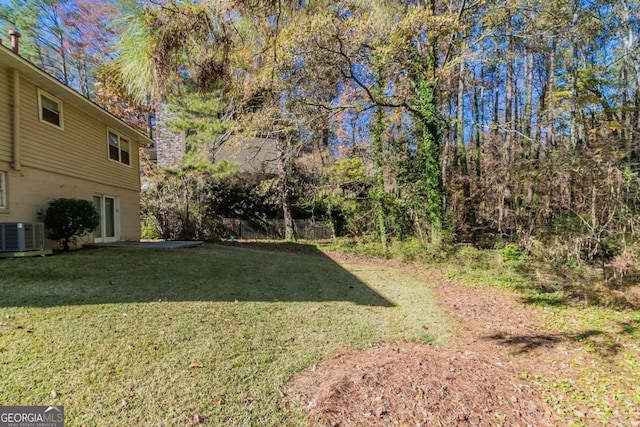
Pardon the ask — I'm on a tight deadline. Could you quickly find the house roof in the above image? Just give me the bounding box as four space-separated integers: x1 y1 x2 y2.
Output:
0 45 153 146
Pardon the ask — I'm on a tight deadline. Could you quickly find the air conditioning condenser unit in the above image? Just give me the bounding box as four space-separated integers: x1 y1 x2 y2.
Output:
0 222 44 252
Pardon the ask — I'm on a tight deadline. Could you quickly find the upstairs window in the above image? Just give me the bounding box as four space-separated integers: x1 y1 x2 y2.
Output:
0 171 7 209
38 89 62 129
108 130 131 165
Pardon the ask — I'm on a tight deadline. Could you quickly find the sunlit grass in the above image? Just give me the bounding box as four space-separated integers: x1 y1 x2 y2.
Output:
0 245 448 426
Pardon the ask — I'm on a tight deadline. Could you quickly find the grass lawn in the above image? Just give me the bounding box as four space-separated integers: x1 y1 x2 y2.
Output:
0 245 449 426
────
Required task. Copy every entry above verbatim, including each output line, and omit the picture.

Response below.
Pardon the ask — I'm on a tight deadline. Could you quickly find the house roof in the above image? Just give me the bounding box as four space-separated integers: x1 y1 x2 y2.
Output:
0 45 153 146
Pardon the ask — I'm on a tight deadline. Could you quickly find the air conditioning condenser unit in the above image? Just give me the bounding box as four space-separated integers: x1 y1 x2 y2.
Output:
0 222 44 252
Pardon the ask — I'm on a tight deadline. Could you quickly find the upstairs window in the above image? Just give me the bounding box as four space-separated integers: x1 y1 x2 y2.
Output:
0 171 7 209
38 89 62 129
108 130 131 165
Pardon the ask — I'm on a tight deadline. Could you quickly find the sunlit grass in the above image? Just give me the bounding box as four space-separated integers: x1 y1 x2 y2.
Output:
0 245 448 426
Pardon the ask — I'm on a tight deadline. Could you quickly find the grass lawn in the above image? Just give me the bounding box as four space-separated integers: x1 y1 x2 y2.
Output:
0 245 449 426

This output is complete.